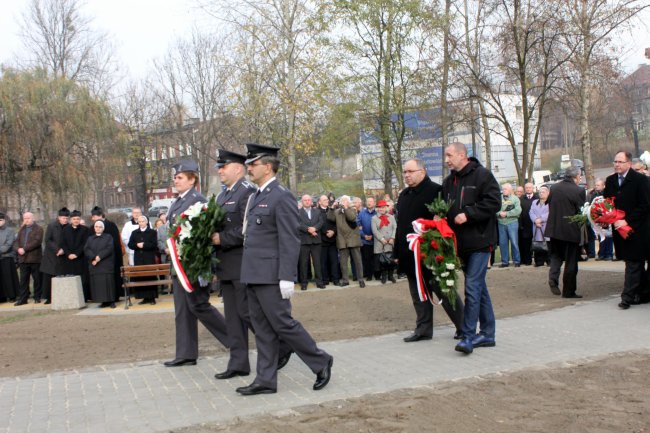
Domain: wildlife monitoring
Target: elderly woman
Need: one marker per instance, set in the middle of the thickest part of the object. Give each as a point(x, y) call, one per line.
point(383, 229)
point(144, 243)
point(539, 215)
point(100, 254)
point(8, 274)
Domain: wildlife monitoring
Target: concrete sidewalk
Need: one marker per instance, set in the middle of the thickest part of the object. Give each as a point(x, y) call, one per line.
point(147, 397)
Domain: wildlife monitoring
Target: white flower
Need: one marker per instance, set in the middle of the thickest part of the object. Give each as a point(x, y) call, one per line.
point(194, 210)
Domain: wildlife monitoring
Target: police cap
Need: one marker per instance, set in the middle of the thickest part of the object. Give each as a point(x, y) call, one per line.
point(256, 151)
point(226, 157)
point(185, 165)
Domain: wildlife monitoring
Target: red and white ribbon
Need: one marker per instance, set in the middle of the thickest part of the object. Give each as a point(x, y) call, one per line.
point(178, 266)
point(414, 240)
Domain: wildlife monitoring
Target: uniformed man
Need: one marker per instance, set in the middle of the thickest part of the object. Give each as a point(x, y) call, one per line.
point(229, 247)
point(189, 308)
point(269, 264)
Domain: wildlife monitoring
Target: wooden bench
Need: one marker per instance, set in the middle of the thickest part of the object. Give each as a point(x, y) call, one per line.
point(155, 275)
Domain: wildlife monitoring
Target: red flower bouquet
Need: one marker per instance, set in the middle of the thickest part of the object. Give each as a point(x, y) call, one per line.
point(603, 211)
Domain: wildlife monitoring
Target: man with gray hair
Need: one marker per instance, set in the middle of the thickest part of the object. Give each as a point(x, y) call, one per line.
point(565, 200)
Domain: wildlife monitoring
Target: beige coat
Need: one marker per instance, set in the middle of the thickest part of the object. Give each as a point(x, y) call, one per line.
point(346, 236)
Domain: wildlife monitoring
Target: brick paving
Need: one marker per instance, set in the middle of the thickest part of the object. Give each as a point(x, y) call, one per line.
point(147, 397)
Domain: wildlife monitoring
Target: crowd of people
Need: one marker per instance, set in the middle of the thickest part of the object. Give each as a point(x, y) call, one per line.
point(268, 244)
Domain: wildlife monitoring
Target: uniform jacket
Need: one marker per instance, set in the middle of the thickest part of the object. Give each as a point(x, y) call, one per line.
point(565, 199)
point(73, 241)
point(7, 237)
point(51, 263)
point(147, 254)
point(365, 223)
point(315, 221)
point(525, 223)
point(385, 233)
point(229, 253)
point(476, 193)
point(101, 246)
point(411, 205)
point(32, 246)
point(181, 204)
point(271, 242)
point(346, 236)
point(633, 197)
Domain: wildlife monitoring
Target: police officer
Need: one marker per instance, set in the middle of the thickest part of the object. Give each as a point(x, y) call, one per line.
point(269, 264)
point(189, 308)
point(229, 247)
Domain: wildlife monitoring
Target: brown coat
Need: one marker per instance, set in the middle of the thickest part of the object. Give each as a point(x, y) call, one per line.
point(346, 236)
point(33, 250)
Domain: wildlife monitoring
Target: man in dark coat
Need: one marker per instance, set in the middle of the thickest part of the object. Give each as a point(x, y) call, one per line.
point(475, 200)
point(329, 254)
point(631, 191)
point(311, 222)
point(110, 228)
point(28, 247)
point(411, 205)
point(190, 308)
point(526, 225)
point(73, 241)
point(269, 264)
point(565, 200)
point(52, 264)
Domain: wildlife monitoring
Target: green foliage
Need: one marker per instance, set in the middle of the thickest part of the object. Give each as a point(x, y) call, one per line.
point(196, 250)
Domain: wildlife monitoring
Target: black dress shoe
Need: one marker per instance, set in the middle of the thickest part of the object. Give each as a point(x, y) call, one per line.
point(415, 337)
point(229, 374)
point(283, 360)
point(254, 389)
point(323, 376)
point(179, 362)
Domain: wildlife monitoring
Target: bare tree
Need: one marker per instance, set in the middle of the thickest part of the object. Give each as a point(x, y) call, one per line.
point(592, 23)
point(61, 40)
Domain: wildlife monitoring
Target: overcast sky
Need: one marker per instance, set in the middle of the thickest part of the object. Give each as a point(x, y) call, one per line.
point(143, 30)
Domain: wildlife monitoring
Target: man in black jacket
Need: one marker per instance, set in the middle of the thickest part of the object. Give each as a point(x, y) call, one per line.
point(476, 198)
point(566, 199)
point(411, 205)
point(631, 191)
point(329, 253)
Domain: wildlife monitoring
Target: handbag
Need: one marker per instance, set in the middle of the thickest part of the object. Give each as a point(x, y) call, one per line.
point(386, 259)
point(539, 246)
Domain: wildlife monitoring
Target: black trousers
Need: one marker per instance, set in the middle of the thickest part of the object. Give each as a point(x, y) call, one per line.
point(424, 310)
point(329, 259)
point(569, 253)
point(27, 270)
point(525, 249)
point(306, 252)
point(368, 261)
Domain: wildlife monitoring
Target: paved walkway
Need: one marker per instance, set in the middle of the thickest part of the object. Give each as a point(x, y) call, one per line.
point(147, 397)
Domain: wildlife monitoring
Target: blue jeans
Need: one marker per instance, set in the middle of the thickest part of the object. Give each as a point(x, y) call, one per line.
point(509, 232)
point(478, 305)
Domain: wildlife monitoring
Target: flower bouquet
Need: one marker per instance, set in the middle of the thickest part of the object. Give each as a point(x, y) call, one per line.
point(434, 244)
point(190, 242)
point(604, 213)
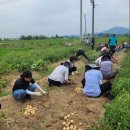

» TASK DETAILS: Checking each line of the data, count the ones containing "bouquet", and give only that count.

» SOLUTION BELOW: 2